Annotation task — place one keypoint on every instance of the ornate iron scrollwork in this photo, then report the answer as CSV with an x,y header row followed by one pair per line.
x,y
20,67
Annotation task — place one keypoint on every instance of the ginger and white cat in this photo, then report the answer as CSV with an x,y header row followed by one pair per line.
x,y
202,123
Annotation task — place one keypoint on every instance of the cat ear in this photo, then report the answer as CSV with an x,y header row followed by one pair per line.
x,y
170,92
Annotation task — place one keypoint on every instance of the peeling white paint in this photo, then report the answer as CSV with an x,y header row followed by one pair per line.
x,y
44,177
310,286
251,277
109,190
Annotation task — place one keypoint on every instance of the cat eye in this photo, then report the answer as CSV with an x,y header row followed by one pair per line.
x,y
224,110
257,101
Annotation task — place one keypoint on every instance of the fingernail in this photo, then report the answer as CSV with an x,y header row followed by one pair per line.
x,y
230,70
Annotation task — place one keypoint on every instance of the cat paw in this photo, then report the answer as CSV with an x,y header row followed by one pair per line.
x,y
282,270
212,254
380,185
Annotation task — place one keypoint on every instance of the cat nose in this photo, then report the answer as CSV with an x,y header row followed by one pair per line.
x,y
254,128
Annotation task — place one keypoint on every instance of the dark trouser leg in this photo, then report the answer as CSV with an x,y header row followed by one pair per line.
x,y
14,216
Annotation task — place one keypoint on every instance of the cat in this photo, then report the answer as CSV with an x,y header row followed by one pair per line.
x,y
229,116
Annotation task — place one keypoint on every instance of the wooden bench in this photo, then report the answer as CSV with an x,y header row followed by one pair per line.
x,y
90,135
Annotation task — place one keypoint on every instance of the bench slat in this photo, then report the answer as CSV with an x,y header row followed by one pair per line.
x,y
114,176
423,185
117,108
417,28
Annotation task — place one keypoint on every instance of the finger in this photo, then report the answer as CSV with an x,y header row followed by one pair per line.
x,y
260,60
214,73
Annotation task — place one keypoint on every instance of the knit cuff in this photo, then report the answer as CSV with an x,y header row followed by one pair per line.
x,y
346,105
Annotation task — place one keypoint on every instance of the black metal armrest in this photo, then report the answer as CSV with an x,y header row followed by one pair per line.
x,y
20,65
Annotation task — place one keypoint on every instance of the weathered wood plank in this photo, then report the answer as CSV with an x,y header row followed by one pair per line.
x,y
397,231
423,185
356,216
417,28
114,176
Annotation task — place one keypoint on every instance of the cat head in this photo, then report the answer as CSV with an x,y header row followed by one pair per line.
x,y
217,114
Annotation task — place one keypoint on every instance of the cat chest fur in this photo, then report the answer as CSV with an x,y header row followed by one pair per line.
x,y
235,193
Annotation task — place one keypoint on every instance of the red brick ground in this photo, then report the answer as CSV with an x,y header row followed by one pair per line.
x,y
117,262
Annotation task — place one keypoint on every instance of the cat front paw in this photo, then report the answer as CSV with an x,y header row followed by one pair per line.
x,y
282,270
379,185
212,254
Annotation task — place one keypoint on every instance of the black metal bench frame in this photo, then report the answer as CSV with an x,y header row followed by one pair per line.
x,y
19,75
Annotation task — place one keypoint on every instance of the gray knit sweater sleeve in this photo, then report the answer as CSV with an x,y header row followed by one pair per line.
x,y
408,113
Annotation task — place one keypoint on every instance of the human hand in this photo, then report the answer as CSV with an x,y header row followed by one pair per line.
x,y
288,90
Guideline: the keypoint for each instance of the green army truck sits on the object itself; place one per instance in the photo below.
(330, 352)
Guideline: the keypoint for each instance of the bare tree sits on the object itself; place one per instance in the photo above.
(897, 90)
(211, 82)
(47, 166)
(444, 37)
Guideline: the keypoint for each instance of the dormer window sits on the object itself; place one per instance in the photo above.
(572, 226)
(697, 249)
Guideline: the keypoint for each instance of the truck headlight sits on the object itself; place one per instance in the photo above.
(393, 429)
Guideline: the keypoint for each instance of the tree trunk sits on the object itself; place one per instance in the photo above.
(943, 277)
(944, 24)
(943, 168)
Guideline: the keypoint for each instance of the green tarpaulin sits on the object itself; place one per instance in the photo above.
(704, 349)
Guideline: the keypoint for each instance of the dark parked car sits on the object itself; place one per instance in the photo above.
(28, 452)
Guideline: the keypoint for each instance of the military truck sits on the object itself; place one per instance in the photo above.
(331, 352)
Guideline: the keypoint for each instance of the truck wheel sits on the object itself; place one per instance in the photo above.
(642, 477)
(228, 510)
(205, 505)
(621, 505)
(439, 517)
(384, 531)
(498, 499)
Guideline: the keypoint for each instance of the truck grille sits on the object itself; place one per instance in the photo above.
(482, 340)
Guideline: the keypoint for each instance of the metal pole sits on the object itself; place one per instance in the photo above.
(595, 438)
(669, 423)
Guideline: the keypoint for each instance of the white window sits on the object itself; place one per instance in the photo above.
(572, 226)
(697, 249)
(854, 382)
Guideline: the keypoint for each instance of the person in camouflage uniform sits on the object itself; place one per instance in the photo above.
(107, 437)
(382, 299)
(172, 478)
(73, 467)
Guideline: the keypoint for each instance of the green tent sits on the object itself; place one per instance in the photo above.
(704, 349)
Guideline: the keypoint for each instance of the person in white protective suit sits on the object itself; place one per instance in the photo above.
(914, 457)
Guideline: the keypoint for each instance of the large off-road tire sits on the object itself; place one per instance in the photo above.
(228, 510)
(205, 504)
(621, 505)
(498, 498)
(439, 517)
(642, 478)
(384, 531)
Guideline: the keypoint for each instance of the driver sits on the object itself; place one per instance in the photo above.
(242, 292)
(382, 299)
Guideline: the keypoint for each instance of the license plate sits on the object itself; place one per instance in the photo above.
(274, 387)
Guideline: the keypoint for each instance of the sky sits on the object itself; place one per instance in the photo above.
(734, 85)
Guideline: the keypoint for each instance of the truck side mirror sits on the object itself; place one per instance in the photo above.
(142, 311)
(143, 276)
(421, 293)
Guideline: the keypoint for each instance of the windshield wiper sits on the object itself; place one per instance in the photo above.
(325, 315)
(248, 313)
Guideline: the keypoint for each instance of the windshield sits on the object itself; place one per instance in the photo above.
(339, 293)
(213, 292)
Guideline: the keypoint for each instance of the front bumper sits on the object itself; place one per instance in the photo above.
======
### To do
All of the records above need to be copied exactly.

### Response area
Annotation task — place one keypoint on every instance of the ornate iron scrollwork in this photo, then report the answer as CSV with an x,y header row followed by one pair per line.
x,y
20,67
Annotation task — place one keypoint on every instance of the ginger and white cat in this photo, then report the answer as CSV with an x,y header row followed by one pair per line.
x,y
202,123
Annotation task — place one keypoint on every instance of the cat ear in this photo, then report the answer as CSV with an x,y header row followed by one pair per line.
x,y
170,92
Annotation task — place one keypoint on every instance of the peeling white paint in this photo, then report the answer as CSV with an x,y header row followed by one pair per line.
x,y
44,177
310,286
251,277
109,190
Annotation task — place one keypoint on every instance of the cat eye in this photo, then report the answer as CSV with an x,y header row followed by one pair per line.
x,y
224,110
257,101
Annotation task — place one keypoint on every instance of the fingernail in this photo, then report the answer as CSV with an x,y header row followed by one pair per line.
x,y
230,70
Annotation task — place one keypoint on every instance of the cat paw in this photo, then report the answer as CSV with an x,y header row followed by one pair per line.
x,y
282,270
212,254
380,185
Annotation task — place one keypoint on every instance of the cat nose in this photo, then report the answer as CSV with an x,y header row followed by one pair per line.
x,y
254,128
Annotation task — place one keypoint on every instance of the dark trouser leg in this photo, then report the answer as CSV with an x,y header row followed by one pair per line.
x,y
14,216
Annotation task — place one keypoint on every instance of the cat in this photo, then report the answer as CSV with an x,y header row followed by one pair per line.
x,y
229,116
Annotation task — place one keypoint on every instance of the wooden bench in this photo, then report the answer as CSV with an x,y header row followed by one pair per line.
x,y
90,135
Annotation task — place one keypoint on every instance of the bench slat in this photo, then report the answer as CSV with an x,y header row followed by one pair per line.
x,y
114,176
423,185
117,108
417,28
Annotation task — place one keypoint on every instance of the finger in this photo, then report the answer as CSV with an x,y header row followed by one pair per line.
x,y
260,60
214,73
Annotation task — place one keypoint on every instance of the knit cuff in this photo, then report the answer as CSV with an x,y header row followed by one pair per line.
x,y
346,105
Annotation task — place one keypoint on every instance of the black metal armrest in this photo, then report the answer as CSV with an x,y header row followed by one pair per line.
x,y
20,65
Annotation task — place one keypoint on every instance of the weathered wood plank in this photo, then report the answer as CSV with an x,y header row followed by one pair per line.
x,y
397,231
423,185
356,216
417,28
114,176
Annotation task — place one keypoint on every instance of the cat head in this photo, then report the answer as CSV with an x,y header row followed by one pair per line.
x,y
217,114
Annotation task — place one keypoint on every instance of the cat chest fur in this photo, then report the answer as CSV with an x,y header row followed by one pair per line.
x,y
235,193
Annotation task — place one keypoint on every instance of the red brick ground in this photo, then report the answer as CSV with an x,y header row followed by one pair per line.
x,y
117,262
Annotation task — place one keypoint on every instance of the cat front paw in this photo, then report the answer as CSV with an x,y header row followed by one pair per line.
x,y
282,270
379,185
212,254
Annotation task — place one keypoint on every instance of the black metal bench frame in this photo, then report the answer as CSV with an x,y header row followed by one pair per line.
x,y
19,75
Annotation task — place one keypoint on every instance of the gray knit sweater sleeve in this photo, then report the answer as CSV with an x,y header row followed by one pair per line.
x,y
408,113
Annotation task — place one keypoint on every instance of the human hand in this photo, then report the answer as CSV with an x,y header row followed by one pair per line.
x,y
288,90
Guideline: the keypoint for each instance of the green army truck sits on the object itself; place one per instance in the photo below.
(330, 352)
Guideline: the keypoint for each instance of the bare tree sits on the object itself; place one per instance in the photo above.
(897, 90)
(211, 82)
(47, 166)
(444, 37)
Guideline: the keypoint for each instance of the dormer window sits on the object itself; place one per instance in the photo above.
(572, 226)
(697, 249)
Guideline: the keypoint for each instance of the truck headlight sits on the object itself; place one per instance in the photo above.
(393, 429)
Guideline: the keypoint for each instance of the tree trunk sits on the object itself; place one per instance in the photo above.
(943, 277)
(944, 24)
(943, 168)
Guideline: the keypoint for each instance of the green tarpaulin sits on the object itself; place one per instance in the photo above.
(704, 349)
Guideline: the keypoint for each instance of the dark parked car sits on the object itself; place one per instance in the photo above.
(28, 452)
Guideline: the keypoint for each instance of the military truck sits on the object itself; place one per instance in the photo above.
(331, 352)
Guideline: the keypoint for each instance of the truck wheel sits on the object itself; place one per instance in the photo above.
(642, 477)
(228, 510)
(205, 505)
(621, 505)
(439, 517)
(384, 531)
(498, 499)
Guideline: the keypoint for each instance of the truck grille sits on the object itself; place one per instance in the photo above.
(482, 340)
Guideline: the keypoint for each instance of the metal pole sits on the object itself; place one per instance in the photo above.
(595, 438)
(669, 423)
Guideline: the keypoint for each instance of the white window sits on the object itself; place one per instance in the photo above.
(572, 226)
(697, 249)
(854, 382)
Guideline: the keypoint for each instance of the person in camouflage uniform sits on the object itself; place one per instance in the photo above.
(107, 437)
(382, 299)
(172, 478)
(73, 467)
Guideline: the keypoint for each instance of the green tent sits on the object itself; place one per instance in the photo above.
(704, 349)
Guideline: the keypoint for each instance of the person in white protective suit sits on the object itself; place one per instance in the photo above.
(914, 457)
Guideline: the keypoint for each instance of the large off-road tire sits on the object itself; place one per instance in the photo above.
(228, 510)
(205, 504)
(621, 505)
(498, 498)
(439, 517)
(642, 478)
(384, 531)
Guideline: the keypoint for each instance of the driver sits on the object itself; place one per instance in the photo above.
(242, 292)
(382, 299)
Guideline: the keypoint for each instance of the license plate sits on the object itself; place one per instance in the photo above.
(274, 387)
Guideline: the keypoint for each instance of the sky sits on the object itself; place one per instance in the photo above.
(734, 85)
Guideline: the keypoint for each instance of the truck side mirror sits on the object itself; place one per instance in the photo above.
(142, 311)
(143, 276)
(421, 293)
Guideline: the keypoint for each instance of the windshield wiper sits on the object itself; place one per instance in the photo above.
(325, 315)
(248, 313)
Guideline: the keypoint for each instance of the windshield sits on the object itself; place one per instance in the photo above.
(339, 293)
(213, 292)
Guideline: the keypoint for each instance of the front bumper sits on the object itself; place one per instance in the photo above.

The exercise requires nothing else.